By William E. Richardson

“The thief does not come except to steal, and to kill, and to destroy. I have come that they may have life, and that they may have it more abundantly” (John 10:10, NKJV).

I had no idea why the first computer I owned become so anemic. When I bought it the year before, it ran well. But in 12 months it had slowed to a crawl. I mentioned the problem to a fellow computer user.

“Have you defragged lately?” he asked.

I asked him to explain.

He said constantly storing and deleting information on a computer leads to gaps on the hard drive. That causes information to fragment. Then I understood. Like a child free to roam a toy store with a shopping cart, I’d spent 12 months adding files and adding new information to each of them. I also deleted a few along the way.

The first time I defragmented my computer really surprised me. When I clicked “analyze” I saw a lot of color, including plenty of red. According to the computer, red indicated fragmented files. I clicked “defragment.” The process took a lot longer than I expected.

I learned a valuable lesson that day; one I believe has a parallel in our everyday lives. In a sense, if not defragmented on a regular basis, a person’s spiritual life will also become sluggish.

Spiritual maintenance is a must! We live in a world that thinks and acts differently from how Jesus taught His followers to live. Without spiritual defragmenting, the non-Christian world will successfully add to and delete portions of who we are spiritually.

Fragmentation may occur without our noticing it. There are days we put off reading our Bible until later, then remember we forgot as we’re falling asleep. It becomes a pattern. Or we’re faithful to some new spiritual discipline until a surprise event crashes our routine. We later realize we’ve taken a detour. Fragmentation follows.

****************************************

How would you continue the devotional passage comparing computer defragmenting to spiritual maintenance, picking up right after its final sentence? The material that comes next is separate and has no connection to the passage above.

**DATA**

****************************************

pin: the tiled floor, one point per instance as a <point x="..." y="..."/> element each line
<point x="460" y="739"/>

****************************************

**TASK ANSWER**
When we fail to “defrag” our spiritual lives, we’ll eventually see red flags. They may appear in our failure to carry out commitments, in fractured relationships, or with a feeling of general loss of direction.

Reassess your position. Evaluate where you are from where you should be. Decide what made you sluggish. Over time, have you accepted rather than deleted harmful ideas from non-Christian sources? Has your church attendance become sporadic? How about Bible reading? Has positive interaction with others needing to know God’s love lost its importance?

When you’ve determined where you should be spiritually, you can again align your priorities with God’s standard. Repent so God can erase the offenses. Pledge to return to the needed standard within those necessary boundaries. That includes both the places and practices you’ll avoid and the spiritual disciplines you’ll adhere to.

Like my first computer, you can get back to functioning on the level you should. But once you’re there, don’t neglect to defragment often. Not as an emergency measure, but as a preventative and life-giving measure.

William E. Richardson is senior pastor of Afton (Iowa) Assembly of God.